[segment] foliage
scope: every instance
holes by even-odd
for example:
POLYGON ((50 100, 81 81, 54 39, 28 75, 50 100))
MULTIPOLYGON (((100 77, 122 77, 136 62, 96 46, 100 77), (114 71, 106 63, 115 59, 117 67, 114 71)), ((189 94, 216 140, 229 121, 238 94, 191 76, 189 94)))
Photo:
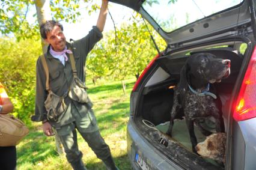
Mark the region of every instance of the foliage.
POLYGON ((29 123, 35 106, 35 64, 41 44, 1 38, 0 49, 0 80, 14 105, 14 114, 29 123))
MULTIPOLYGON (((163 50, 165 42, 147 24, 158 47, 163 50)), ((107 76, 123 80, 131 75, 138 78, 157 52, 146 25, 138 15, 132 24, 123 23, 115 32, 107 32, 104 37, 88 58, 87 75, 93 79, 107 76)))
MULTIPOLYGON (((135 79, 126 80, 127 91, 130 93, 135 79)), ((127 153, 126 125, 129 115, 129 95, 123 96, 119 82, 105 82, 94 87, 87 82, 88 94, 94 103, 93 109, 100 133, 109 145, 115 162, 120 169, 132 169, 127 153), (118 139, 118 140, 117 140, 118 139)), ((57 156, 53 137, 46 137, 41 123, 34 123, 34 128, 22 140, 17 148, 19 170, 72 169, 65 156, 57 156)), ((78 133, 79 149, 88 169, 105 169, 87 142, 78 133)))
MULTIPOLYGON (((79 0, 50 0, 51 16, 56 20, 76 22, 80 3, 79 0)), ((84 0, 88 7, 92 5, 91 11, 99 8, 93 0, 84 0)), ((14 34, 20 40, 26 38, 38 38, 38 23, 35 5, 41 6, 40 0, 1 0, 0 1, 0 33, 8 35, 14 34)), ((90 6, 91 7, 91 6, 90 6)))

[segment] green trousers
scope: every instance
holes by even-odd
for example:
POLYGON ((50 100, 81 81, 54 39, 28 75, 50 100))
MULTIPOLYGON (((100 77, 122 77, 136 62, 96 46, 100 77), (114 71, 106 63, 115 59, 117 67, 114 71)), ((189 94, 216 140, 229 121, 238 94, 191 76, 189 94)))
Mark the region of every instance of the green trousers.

+---+

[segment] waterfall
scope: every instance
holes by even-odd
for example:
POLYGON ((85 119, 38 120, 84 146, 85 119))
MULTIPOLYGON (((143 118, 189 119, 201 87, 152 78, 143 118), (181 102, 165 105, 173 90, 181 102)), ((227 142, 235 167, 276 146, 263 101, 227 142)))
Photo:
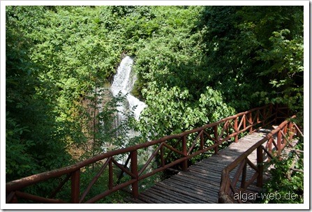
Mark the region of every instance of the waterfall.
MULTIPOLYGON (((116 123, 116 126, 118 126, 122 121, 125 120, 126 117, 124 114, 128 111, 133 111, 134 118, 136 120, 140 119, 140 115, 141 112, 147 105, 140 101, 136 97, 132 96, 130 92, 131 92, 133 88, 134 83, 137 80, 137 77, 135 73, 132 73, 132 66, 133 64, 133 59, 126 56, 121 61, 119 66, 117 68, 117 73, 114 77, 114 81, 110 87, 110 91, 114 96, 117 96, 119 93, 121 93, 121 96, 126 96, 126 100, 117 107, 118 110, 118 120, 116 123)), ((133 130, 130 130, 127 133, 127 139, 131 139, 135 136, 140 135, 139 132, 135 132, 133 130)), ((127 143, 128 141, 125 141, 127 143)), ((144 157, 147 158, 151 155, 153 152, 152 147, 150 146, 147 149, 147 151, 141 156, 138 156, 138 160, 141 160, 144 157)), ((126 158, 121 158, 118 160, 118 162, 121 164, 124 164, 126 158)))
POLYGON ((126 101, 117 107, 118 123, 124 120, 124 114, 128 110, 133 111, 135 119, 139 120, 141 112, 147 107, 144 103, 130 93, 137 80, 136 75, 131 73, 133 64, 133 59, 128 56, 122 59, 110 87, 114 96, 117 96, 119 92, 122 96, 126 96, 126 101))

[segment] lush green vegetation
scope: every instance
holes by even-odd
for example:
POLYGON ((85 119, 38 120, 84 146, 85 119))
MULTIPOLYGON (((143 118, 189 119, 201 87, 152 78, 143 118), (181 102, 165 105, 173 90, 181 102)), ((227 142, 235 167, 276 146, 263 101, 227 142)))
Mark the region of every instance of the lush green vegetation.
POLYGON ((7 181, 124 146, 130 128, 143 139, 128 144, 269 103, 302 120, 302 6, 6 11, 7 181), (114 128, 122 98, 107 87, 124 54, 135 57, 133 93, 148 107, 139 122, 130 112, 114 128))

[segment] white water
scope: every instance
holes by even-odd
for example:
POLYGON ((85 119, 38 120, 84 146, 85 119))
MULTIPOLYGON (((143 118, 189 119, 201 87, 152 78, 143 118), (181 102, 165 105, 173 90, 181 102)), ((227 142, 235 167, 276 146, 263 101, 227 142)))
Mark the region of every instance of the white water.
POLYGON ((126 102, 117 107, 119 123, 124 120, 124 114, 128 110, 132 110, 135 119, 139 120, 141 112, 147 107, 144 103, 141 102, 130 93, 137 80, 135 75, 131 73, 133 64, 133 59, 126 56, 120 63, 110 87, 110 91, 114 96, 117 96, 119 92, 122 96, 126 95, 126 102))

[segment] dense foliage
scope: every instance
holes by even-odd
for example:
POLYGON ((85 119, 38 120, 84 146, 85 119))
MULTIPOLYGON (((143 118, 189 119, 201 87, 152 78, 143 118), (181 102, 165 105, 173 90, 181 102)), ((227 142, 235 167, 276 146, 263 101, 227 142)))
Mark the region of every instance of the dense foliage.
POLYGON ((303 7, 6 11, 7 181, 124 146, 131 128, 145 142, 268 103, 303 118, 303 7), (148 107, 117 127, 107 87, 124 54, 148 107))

+---+

Aim of the task>
Rewrite the records from the line with "[segment] lush green vegetation" up to and including the line with "POLYGON ((303 7, 6", keeping every line, requests included. Shift each coordinate in the answer polygons by adding 43 to it, and leave all other lines unchanged.

Result for this exercise>
[segment] lush green vegetation
scope: every instance
holes by even-odd
for example:
POLYGON ((85 119, 38 120, 84 146, 85 119))
MULTIPOLYGON (((143 118, 189 119, 201 87, 152 78, 143 118), (181 102, 165 105, 173 90, 181 102)), ((227 142, 235 167, 276 146, 263 101, 227 142)))
Mark the region of every instance of the lush green vegetation.
POLYGON ((50 224, 167 189, 173 171, 186 182, 171 187, 312 146, 345 163, 345 49, 49 54, 50 224), (157 171, 165 141, 150 130, 167 97, 178 100, 176 136, 191 150, 182 165, 173 155, 157 171))

[segment] white water
scope: every instance
holes by even-odd
for example:
POLYGON ((85 119, 38 120, 84 146, 85 119))
MULTIPOLYGON (((143 118, 189 119, 201 87, 152 78, 143 118), (181 102, 165 105, 173 90, 181 102)), ((227 142, 235 167, 276 146, 263 101, 227 142)))
Mark the region of every instance of the white water.
POLYGON ((169 145, 160 150, 162 166, 167 163, 167 157, 171 153, 175 153, 178 162, 182 163, 184 155, 190 150, 187 146, 184 145, 173 136, 180 123, 178 118, 174 116, 176 107, 176 102, 169 99, 163 106, 153 130, 153 134, 157 139, 160 139, 162 135, 165 139, 169 138, 169 145))

[segment] dense foliage
scope: every instance
holes by even-odd
for example:
POLYGON ((85 119, 38 120, 84 146, 85 119))
MULTIPOLYGON (((143 118, 189 119, 201 87, 152 78, 143 118), (181 102, 165 105, 173 90, 181 102)), ((227 142, 235 167, 276 146, 263 101, 227 142)))
Mark the region of every instance of the dense foliage.
POLYGON ((346 50, 49 54, 50 224, 167 189, 174 171, 188 185, 311 146, 346 161, 346 50), (191 150, 160 170, 150 130, 167 97, 191 150))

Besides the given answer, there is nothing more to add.